PROBLEM » Copy the records below word for word, starting at the line that contains "Please tag every instance of the helmet" and continuing through the last line of the records.

TASK INPUT »
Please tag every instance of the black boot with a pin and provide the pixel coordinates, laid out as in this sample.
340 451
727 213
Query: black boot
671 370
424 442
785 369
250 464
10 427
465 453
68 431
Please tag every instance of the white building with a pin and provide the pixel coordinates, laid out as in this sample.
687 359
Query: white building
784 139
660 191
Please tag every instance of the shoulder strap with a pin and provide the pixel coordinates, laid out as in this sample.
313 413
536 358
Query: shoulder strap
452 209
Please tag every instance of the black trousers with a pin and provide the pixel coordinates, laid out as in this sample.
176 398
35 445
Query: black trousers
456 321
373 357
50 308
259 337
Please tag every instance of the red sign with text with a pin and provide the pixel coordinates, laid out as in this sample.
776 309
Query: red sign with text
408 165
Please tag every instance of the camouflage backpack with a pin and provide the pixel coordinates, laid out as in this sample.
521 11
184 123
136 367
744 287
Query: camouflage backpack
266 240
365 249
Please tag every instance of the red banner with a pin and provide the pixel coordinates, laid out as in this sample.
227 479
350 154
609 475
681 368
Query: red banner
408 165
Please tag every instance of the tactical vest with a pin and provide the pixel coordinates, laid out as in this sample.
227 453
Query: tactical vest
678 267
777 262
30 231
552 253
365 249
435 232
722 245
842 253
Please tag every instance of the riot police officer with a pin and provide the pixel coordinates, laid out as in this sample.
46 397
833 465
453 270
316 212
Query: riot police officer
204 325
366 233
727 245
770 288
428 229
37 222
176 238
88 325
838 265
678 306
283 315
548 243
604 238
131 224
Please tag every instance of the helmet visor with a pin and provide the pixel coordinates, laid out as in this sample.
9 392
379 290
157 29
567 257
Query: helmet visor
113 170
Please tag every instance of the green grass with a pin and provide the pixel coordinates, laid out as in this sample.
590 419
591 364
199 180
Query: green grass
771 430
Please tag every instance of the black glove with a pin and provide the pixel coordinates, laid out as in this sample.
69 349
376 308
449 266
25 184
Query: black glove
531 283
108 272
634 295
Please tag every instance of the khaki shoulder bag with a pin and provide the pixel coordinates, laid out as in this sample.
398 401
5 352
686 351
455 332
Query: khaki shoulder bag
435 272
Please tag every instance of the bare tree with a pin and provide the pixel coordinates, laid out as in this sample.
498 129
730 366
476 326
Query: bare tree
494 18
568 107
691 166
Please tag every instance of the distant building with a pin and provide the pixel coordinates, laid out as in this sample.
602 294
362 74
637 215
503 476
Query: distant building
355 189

OUTPUT OF THE TASK »
Please tag every instance of the helmet visor with a pin and provide the pixel coordinates, laid out as in this sample.
9 392
379 290
157 29
567 257
Query: helmet visor
113 170
Please tag every instance of the green grass with a pin and provide the pixel coordinates, laid out as in this sample.
590 419
591 364
199 180
Query: green grass
771 430
Please tag every instance of the black glove with a pin and provide the pixel coordinates, laid out as in this sample.
69 349
376 308
449 266
25 184
Query: black glove
531 283
108 272
634 295
Please tag every instance of the khaki shoulder bag with a pin and provide the pixel coordinates, laid out as in this sample.
398 401
5 352
686 351
455 332
Query: khaki shoulder bag
435 272
Please tag every instance of the bare tree with a pin and provide the pixel coordinates, laid out as in this sample.
498 129
730 366
476 326
Query: bare tree
494 18
568 107
691 166
Please tag every instance of the distant building with a pin and provide the pixel coordinates, laid out as in this sample.
602 294
362 74
637 215
503 476
Query: distant building
355 189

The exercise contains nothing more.